— Start of AVAILABLE DATA —
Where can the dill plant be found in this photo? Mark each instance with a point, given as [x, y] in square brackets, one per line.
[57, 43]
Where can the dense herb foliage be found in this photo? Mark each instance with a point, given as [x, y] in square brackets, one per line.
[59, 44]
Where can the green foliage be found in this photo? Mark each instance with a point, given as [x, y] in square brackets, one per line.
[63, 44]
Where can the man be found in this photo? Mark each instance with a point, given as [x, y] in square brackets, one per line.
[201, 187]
— End of AVAILABLE DATA —
— Start of AVAILABLE DATA —
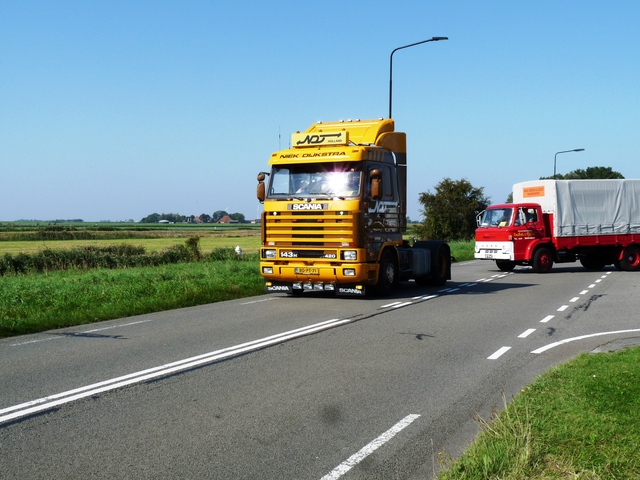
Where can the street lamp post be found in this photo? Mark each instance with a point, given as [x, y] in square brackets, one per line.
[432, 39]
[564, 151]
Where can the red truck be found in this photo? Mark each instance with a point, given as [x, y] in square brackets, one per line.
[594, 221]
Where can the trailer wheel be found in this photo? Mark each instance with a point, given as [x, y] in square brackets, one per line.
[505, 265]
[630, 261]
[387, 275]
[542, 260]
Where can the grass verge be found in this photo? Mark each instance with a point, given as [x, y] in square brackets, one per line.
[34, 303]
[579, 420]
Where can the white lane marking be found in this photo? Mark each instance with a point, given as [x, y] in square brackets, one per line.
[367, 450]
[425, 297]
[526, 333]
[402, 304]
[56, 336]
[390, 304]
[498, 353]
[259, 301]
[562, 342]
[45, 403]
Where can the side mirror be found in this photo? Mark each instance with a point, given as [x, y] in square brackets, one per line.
— End of AVAILABLE DATA —
— Start of AVAILABLE DATA —
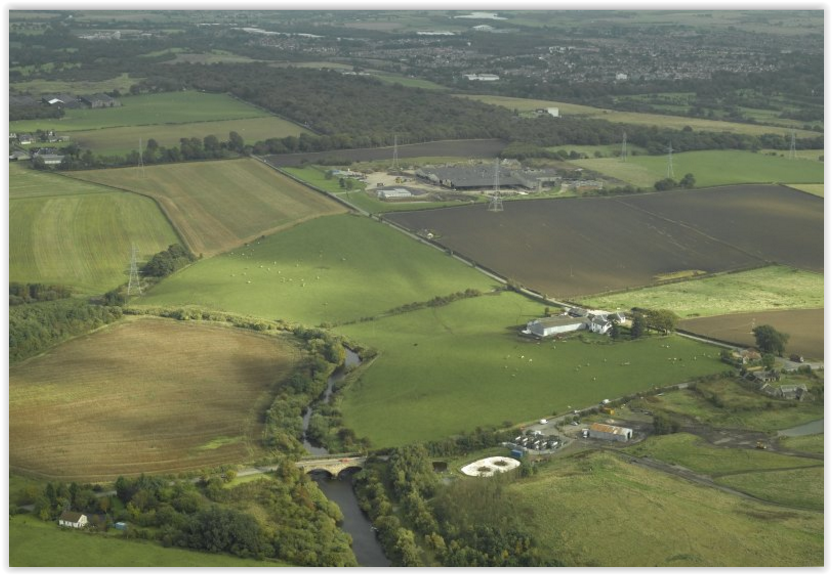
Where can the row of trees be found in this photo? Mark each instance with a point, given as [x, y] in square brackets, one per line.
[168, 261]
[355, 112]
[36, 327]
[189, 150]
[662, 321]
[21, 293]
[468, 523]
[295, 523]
— End of AVAILABLE DATA —
**WHAT IS NEEDED**
Which lines in the items above contain the word "foliage", with uppercase and lowercase treated as different? Copy each of those lines in full.

**CORRECT OUTPUT**
Where can the dense herb foliage be found in this photo? Mark each instance with a point, given as [x, y] in square brackets, one per line.
Where can the green foliage be found in this photo? Mark each instance with a point, given as [x, y] in square brackets, one per line.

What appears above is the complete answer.